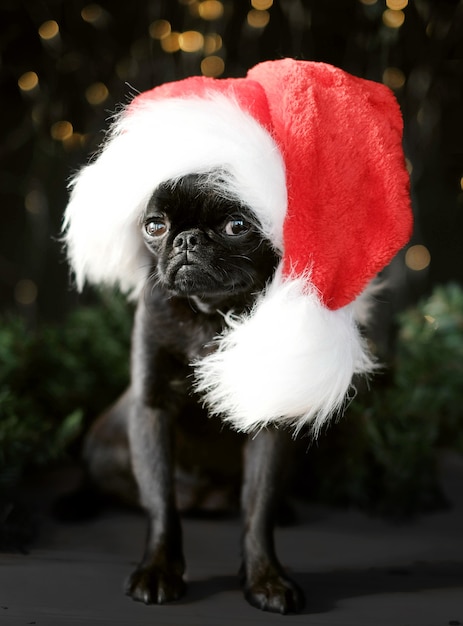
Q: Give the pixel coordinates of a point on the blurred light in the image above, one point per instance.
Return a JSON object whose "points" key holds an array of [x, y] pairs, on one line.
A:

============

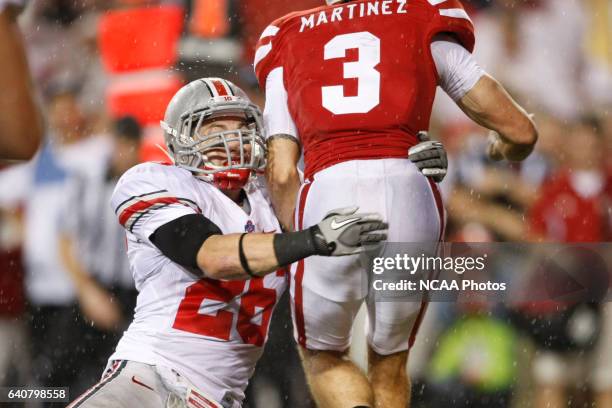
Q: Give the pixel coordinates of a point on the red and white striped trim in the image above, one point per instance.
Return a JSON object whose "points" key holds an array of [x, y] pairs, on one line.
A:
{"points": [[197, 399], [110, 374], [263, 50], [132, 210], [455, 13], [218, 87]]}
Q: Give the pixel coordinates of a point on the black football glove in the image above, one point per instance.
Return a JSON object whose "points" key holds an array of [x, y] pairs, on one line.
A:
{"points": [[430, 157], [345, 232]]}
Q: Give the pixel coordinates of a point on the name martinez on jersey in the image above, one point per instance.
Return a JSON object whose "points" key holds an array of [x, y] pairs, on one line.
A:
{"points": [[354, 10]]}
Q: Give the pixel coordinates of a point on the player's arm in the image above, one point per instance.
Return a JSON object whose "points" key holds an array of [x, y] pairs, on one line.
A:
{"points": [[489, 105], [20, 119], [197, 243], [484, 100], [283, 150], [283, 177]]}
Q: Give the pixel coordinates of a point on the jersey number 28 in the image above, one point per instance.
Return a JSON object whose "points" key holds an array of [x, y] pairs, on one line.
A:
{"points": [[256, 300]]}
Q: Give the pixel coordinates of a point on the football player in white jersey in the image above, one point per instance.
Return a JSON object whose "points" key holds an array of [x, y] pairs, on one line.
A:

============

§ WHAT IS EXPECTED
Which lines in the items contain the string "above"? Show each such line in full, and treat uppercase and lowercase letters as different.

§ ANSWER TO THIS EXERCISE
Q: Give the pixel coordinates of a point on the blurred light in the image above, one point per instance.
Q: Give the pixel coordinates of a point on the red and white striped trim in the image above, one point per instance.
Q: Give the pixel coordinates of a point on the black football glove in the image above, one point per instance.
Q: Give the pixel coordinates of a point on the name martinez on jersey in the image above, one point per instance.
Q: Give the pixel coordinates of a point on the player's arm in the image above, one point per instance.
Q: Give the pixel coordinates of a point on the jersey number 28 in the image above, one point per instance.
Q: Give the pixel coordinates of a point on the football player in white jersey in the image above, one point per instance.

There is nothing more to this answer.